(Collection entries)
#####

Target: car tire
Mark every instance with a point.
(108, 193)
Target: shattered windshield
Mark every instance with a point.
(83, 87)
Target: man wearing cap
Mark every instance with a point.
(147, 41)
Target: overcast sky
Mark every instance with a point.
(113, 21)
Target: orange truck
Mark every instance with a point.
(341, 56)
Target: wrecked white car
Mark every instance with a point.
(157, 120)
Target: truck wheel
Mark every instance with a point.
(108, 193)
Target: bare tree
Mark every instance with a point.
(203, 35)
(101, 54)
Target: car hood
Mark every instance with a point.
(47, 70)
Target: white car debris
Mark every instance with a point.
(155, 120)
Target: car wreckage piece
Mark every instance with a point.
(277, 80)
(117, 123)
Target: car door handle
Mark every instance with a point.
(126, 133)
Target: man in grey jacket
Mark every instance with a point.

#####

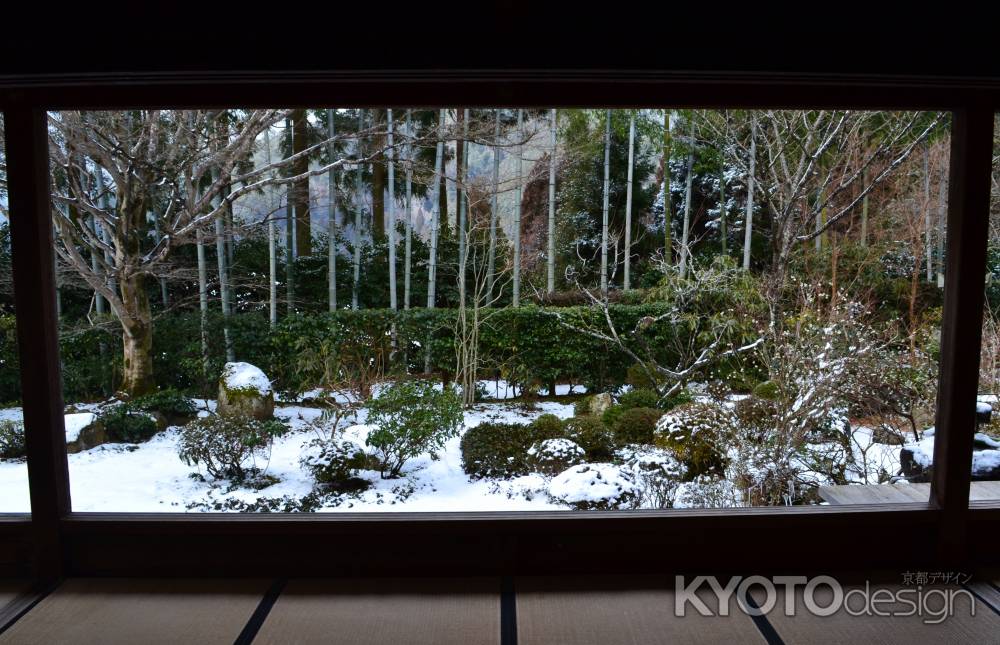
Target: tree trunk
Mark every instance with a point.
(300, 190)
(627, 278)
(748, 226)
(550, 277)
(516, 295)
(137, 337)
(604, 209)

#####

--- Problem details ---
Would you print, exactly as written, every line above from the one holding "Target: overcast sky" through the one holding "Target: car hood", with both included and no other lines?

--- Answer space ---
Target: overcast sky
Mark every instance with a point.
(113, 21)
Target: orange truck
Mark every instance with a point.
(341, 56)
Target: wrecked white car
Mark every instance with a point.
(157, 120)
Target: truck wheel
Mark every instance with a point.
(108, 193)
Target: bare tree
Mark every instance with a point.
(203, 35)
(101, 54)
Target: car hood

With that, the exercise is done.